On May 1, President Maduro announced plans to rewrite the 1999 constitution, and on July 30, the government held fraudulent elections, boycotted by the opposition, to select representatives to a National Constituent Assembly (ANC). On August 4, the ANC adopted a “coexistence decree” that effectively neutralized other branches of government. Throughout the year the government arbitrarily stripped the civil rights of opposition leaders to not allow them to run for public office. On October 15, the government held gubernatorial elections overdue since December 2016. The ruling United Socialist Party (PSUV) maintained it won 17 of the 23 governors’ seats, although the election was fraught with deficiencies, including a lack of independent, credible international observers, last-minute changes to polling station locations with limited public notice, manipulation of ballot layouts, limited voting locations in opposition neighborhoods, and a lack of technical audit for the National Electoral Council’s (CNE) tabulation. The regime then called for mayoral elections on December 10, with numerous irregularities favoring government candidates.

The most significant human rights issues included extrajudicial killings by security forces, including government sponsored “colectivos”; torture by security forces; harsh and life-threatening prison conditions; widespread arbitrary detentions; and political prisoners. The government unlawfully interfered with privacy rights, used military courts to try civilians, and ignored judicial orders to release prisoners. The government routinely blocked signals, interfered with the operations, or shut down privately owned television, radio, and other media outlets. The law criminalized criticism of the government, and the government threatened violence and detained journalists critical of the government, used violence to repress peaceful demonstrations, and placed legal restrictions on the ability of NGOs to receive foreign funding. Other issues included interference with freedom of movement; establishment of illegitimate institutions to replace democratically elected representatives; pervasive corruption and impunity among all security forces and in other national and state government offices, including at the highest levels; violence against women, including lethal violence; trafficking in persons; and the worst forms of child labor, which the government made minimal efforts to eliminate.

The government took no effective action to combat impunity that pervaded all levels of the civilian bureaucracy and the security forces.

Section 1. Respect for the Integrity of the Person, Including Freedom from:

a. Arbitrary Deprivation of Life and Other Unlawful or Politically Motivated Killings

Although the government did not release statistics on extrajudicial killings, NGOs reported that national, state, and municipal police entities, as well as the armed forces and government-supported “colectivos,” carried out such killings during the year.
○ ○ ○ ○ ○
Tasks to perform.
1. Turn the paragraph of the human rights text beginning "The most significant human rights issues included" into a concise bulleted list that keeps its main facts.
2. Please set down the stretch of the human rights text from "Although the government" through "during the year.", word for word.
3. Resume the human rights text, picking up right after its final sentence.
The items are separate material and not part of the human rights text.
○ ○ ○ ○ ○
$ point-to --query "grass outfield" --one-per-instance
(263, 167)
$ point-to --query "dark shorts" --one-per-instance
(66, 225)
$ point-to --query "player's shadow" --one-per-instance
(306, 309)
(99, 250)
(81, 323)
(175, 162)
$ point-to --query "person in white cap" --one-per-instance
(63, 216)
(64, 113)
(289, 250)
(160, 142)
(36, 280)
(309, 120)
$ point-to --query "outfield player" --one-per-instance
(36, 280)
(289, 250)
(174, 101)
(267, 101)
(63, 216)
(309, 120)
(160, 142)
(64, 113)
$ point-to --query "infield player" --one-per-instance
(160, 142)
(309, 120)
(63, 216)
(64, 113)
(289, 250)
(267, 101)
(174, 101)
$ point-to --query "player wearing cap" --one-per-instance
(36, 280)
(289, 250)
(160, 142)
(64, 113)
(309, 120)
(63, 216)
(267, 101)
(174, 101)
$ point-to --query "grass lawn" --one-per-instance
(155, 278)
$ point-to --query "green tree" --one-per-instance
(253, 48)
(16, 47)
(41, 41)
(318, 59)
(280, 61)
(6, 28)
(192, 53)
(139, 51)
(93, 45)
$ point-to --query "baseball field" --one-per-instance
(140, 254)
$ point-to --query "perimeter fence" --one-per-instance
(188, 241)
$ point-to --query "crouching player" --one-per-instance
○ ○ ○ ○ ○
Task-by-task results.
1.
- Extrajudicial killings by security forces, including government-sponsored "colectivos"
- Torture by security forces
- Harsh and life-threatening prison conditions
- Widespread arbitrary detentions and political prisoners
- Unlawful interference with privacy rights, military courts trying civilians, and ignored judicial orders to release prisoners
- Blocking signals, interfering with operations, or shutting down privately owned television, radio, and other media
- A law criminalizing criticism of the government, threats of violence against critical journalists and their detention, violent repression of peaceful demonstrations, and legal limits on NGOs receiving foreign funding
- Interference with freedom of movement
- Illegitimate institutions set up to replace democratically elected representatives
- Pervasive corruption and impunity in all security forces and in national and state government offices, up to the highest levels
- Violence against women, including lethal violence
- Trafficking in persons
- The worst forms of child labor, with minimal government effort to eliminate them

2.
Although the government did not release statistics on extrajudicial killings, NGOs reported that national, state, and municipal police entities, as well as the armed forces and government-supported “colectivos,” carried out such killings during the year.

3.
There was also no official information available on the number of public officials prosecuted or sentenced to prison for involvement in extrajudicial killings, which, in the case of killings committed by police, were often classified as “resistance to authority.” The government described antigovernment protesters as terrorists, and the president granted security forces emergency powers to control demonstrations. The NGO Committee for the Families of Victims of February-March 1989 (COFAVIC) continued to report there was no publicly accessible national registry of reported cases of extrajudicial killings.

The National Police Scientific, Penal, and Criminal Investigative Corps (CICPC) reportedly committed 30 percent of extrajudicial killings, with others committed by regional and municipal police. According to NGOs, prosecutors occasionally brought cases against such perpetrators, but prosecutions often resulted in light sentences, and convictions were often overturned on appeal. Before her August 5 dismissal, then attorney general Luisa Ortega Diaz denounced the government’s failure to pursue officers suspected of committing human rights abuses. Ortega and her husband fled the country on August 17.

Government and NGO sources estimated at least 125 persons were killed in antiregime protests from April 1 to July 31. The Public Ministry reported 65 percent were victims of government repression. The NGO Foro Penal put the number at 75 percent, with “colectivos” responsible for half the deaths and the remainder divided between the Venezuelan National Police (PNB) and National Guard (GNB) forces. The Venezuelan Program for Human Rights Action and Education (PROVEA) estimated that 83 percent of regime victims died from gunshot wounds. On numerous occasions, security forces also used nonlethal ammunition at close range, severely injuring and in some cases killing protesters.

According to a Public Ministry investigation, in April a GNB officer shot and killed Juan Pablo Pernalete with a tear gas canister fired at point-blank range. Government and security officials rejected then attorney general Luisa Ortega’s findings and refused to apprehend potential suspects. On September 7, the newly appointed attorney general, Tarek William Saab, stated that this and other cases implicating government forces would be reopened. Saab’s appointment and subsequent decision to reopen investigations conducted during his predecessor’s tenure were widely criticized by local and international NGOs.

Protesters were also responsible for some deaths that occurred during and on the margins of demonstrations. On April 19, a protester in an apartment building threw a frozen water bottle at security forces but missed and killed a passerby.

The government continued its nationwide anticrime strategy begun in 2015, the Operation for the Liberation and Protection of the People (OLP), which was characterized by large-scale raids conducted by hundreds of government security agents in neighborhoods allegedly harboring criminals. NGOs documented a number of operations that were carried out without court orders. OLP operations often resulted in civilian deaths; NGOs reported that at least 560 persons were killed as a result of OLP exercises between July 2015 and June, with illegal raids and violent attacks on homes becoming more widespread and far reaching. The Public Ministry reported that security forces killed 241 citizens during OLP exercises in 2016. The victims were largely considered to have been “resisting authority,” and only 17 security officials were formally charged for their involvement. The Public Ministry reported that authorities detained 2,310 persons during OLP operations between July and February 2016. Based on victim testimony, NGOs reported OLP operations were characterized by grave human rights violations, including extrajudicial killings, arbitrary detention, torture, blackmail, and destruction of personal property.

The Public Ministry continued to investigate the killings of 331 individuals during the 1989 “Caracazo.” In October 2016 the TSJ ruled that the 1988 El Amparo massacre case, in which government security forces allegedly killed 14 persons, would be reopened and tried before a military tribunal. NGOs appealed to the TSJ to hear the case in civilian court, but the TSJ denied their appeal, and the case remained open in military court.

b. Disappearance

There were no reports of disappearances by or on behalf of government authorities.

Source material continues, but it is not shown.